[Aim]
Can you output every line of the listing below verbatim, omitting the pictures?

=== Dataset records ===

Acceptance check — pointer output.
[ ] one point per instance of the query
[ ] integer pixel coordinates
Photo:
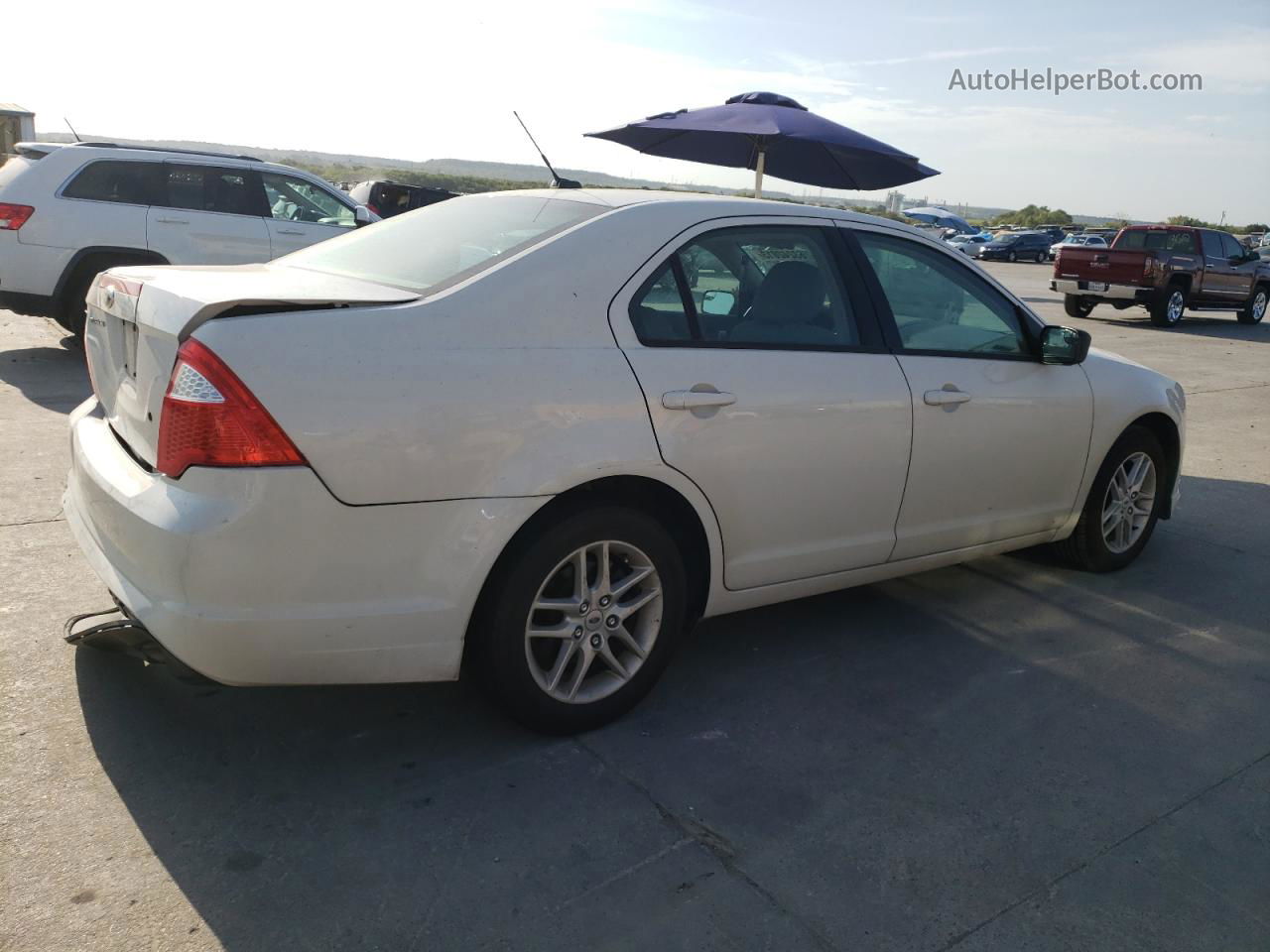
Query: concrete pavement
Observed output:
(1001, 756)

===

[Answer to the task]
Acceptance check — pointer output.
[ ] one point per instance of the query
[ ] integer pixel coordinates
Photo:
Query: concrete pavement
Observed output:
(1001, 756)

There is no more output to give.